→ **WORK TO DO**
The line containing "the white sailor" and every line after it, through the last, are to be extracted exactly; no other lines belong in the answer.

Point annotation records:
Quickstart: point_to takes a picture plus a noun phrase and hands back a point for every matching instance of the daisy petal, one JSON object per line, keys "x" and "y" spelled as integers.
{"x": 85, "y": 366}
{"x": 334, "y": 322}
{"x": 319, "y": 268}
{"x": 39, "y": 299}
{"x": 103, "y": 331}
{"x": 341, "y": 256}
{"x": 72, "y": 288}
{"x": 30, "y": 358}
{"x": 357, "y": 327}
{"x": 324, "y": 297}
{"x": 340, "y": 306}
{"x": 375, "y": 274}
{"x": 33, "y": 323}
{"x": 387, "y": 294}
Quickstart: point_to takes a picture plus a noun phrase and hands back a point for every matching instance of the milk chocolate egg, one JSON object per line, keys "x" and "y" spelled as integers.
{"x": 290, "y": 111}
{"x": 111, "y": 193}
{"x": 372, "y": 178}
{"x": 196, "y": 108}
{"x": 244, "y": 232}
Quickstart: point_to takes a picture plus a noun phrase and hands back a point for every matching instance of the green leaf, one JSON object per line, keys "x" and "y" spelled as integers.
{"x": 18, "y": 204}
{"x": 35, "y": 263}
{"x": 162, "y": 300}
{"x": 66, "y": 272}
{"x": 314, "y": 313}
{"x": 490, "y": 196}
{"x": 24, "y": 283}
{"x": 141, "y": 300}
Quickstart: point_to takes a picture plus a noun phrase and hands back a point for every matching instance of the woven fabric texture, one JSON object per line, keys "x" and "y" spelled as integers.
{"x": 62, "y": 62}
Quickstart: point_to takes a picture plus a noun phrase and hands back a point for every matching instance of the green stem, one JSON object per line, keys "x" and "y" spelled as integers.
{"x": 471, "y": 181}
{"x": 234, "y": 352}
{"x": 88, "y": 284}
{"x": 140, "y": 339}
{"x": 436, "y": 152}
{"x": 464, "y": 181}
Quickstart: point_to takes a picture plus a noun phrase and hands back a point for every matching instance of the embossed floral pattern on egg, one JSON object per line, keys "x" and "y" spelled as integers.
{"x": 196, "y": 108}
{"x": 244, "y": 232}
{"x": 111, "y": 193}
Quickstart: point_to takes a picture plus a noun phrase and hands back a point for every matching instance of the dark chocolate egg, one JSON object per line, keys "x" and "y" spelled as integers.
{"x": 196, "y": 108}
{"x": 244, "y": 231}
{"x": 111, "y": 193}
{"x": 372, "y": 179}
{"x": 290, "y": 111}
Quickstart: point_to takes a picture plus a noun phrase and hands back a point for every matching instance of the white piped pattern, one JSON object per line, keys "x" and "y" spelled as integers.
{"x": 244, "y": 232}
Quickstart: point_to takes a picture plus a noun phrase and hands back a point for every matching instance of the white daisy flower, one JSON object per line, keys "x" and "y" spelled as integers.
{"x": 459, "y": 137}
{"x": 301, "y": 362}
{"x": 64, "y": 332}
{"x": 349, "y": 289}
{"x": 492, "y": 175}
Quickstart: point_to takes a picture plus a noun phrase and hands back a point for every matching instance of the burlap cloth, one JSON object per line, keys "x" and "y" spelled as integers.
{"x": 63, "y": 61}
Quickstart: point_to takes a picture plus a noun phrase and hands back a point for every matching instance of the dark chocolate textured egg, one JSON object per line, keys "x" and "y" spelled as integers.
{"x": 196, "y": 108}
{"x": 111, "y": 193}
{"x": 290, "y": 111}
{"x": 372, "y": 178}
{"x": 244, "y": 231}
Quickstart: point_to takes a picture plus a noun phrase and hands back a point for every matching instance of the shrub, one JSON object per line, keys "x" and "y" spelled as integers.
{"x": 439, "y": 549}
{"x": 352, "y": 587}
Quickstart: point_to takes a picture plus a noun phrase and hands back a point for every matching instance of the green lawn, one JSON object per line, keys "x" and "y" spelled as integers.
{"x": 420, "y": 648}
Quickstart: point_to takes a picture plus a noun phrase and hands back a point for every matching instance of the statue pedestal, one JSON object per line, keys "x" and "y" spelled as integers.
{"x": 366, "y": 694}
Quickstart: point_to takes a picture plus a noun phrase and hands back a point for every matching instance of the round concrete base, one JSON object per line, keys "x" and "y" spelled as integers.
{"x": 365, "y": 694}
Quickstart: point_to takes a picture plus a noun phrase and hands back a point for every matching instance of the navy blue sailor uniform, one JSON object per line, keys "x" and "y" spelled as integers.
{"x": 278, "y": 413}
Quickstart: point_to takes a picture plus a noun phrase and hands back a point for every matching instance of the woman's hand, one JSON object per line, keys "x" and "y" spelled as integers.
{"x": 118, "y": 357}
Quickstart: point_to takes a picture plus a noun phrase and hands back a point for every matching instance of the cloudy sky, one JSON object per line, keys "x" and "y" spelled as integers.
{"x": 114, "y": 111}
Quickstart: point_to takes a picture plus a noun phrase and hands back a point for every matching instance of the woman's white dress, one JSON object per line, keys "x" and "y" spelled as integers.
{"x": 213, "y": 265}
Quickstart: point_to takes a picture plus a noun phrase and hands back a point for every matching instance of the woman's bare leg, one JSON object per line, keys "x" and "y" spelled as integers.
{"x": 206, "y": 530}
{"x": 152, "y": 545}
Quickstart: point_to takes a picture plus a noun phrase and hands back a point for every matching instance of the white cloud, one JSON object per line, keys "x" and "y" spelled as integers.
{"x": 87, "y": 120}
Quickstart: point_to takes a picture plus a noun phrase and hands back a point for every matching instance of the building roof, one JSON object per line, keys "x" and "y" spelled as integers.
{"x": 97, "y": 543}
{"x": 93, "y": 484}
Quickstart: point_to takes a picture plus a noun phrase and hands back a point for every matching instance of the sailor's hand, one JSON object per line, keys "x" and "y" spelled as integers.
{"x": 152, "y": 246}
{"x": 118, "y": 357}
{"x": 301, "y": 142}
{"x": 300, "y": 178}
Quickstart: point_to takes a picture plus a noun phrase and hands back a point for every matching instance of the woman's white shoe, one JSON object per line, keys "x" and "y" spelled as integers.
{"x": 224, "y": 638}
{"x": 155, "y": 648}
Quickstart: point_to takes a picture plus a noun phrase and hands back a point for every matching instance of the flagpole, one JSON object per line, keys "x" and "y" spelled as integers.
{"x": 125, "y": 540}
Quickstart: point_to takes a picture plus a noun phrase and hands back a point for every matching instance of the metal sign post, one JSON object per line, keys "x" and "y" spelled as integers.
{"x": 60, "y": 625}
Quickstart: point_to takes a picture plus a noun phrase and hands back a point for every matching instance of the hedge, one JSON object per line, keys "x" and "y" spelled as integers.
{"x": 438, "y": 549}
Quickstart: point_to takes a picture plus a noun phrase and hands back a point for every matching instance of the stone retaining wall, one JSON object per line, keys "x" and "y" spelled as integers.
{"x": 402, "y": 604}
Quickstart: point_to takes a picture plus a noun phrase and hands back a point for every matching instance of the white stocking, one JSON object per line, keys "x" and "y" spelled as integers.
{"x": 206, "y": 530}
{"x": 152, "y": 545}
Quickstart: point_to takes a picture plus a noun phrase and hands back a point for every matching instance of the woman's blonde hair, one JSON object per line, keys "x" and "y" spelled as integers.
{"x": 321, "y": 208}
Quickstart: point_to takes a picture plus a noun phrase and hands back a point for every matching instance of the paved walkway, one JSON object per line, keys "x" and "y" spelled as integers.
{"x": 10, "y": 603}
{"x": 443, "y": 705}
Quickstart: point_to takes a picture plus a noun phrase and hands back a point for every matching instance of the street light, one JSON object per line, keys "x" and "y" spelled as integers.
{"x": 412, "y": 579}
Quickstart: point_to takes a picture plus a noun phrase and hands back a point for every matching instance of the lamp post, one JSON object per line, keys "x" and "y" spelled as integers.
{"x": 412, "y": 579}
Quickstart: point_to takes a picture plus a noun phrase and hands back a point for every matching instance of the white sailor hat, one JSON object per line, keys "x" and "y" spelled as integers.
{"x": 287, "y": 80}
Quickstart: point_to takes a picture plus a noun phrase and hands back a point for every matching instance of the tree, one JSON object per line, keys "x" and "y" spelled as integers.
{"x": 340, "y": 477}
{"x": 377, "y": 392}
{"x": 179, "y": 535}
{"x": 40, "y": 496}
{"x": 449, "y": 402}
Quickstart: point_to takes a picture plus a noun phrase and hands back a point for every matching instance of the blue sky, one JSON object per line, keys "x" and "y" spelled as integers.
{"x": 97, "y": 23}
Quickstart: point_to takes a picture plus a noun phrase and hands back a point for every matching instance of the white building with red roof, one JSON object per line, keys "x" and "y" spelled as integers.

→ **RESULT OF THIS TASK**
Quickstart: point_to takes a picture plus a noun phrase and hands back a point for every matching instance of the white sailor hat, one JSON object per line, keys "x" and "y" spelled as integers.
{"x": 287, "y": 80}
Quickstart: point_to takes a picture plus a noun phrase and hands back a point for every matching instance of the tree, one JSON object per line, keys "x" and "y" spelled as integers.
{"x": 340, "y": 477}
{"x": 377, "y": 392}
{"x": 179, "y": 535}
{"x": 40, "y": 496}
{"x": 449, "y": 402}
Quickstart: point_to takes a picture plus a noun phrase and hands back a point for every matching instance of the blue sky, one JSON object per line, keys "x" and "y" spelled as integers.
{"x": 97, "y": 23}
Quickstart: point_to takes a picture plus a noun phrase and hands back a point for every matching instance of the white building with red roof, one JSON object per line, keys "x" and "y" spelled as integers.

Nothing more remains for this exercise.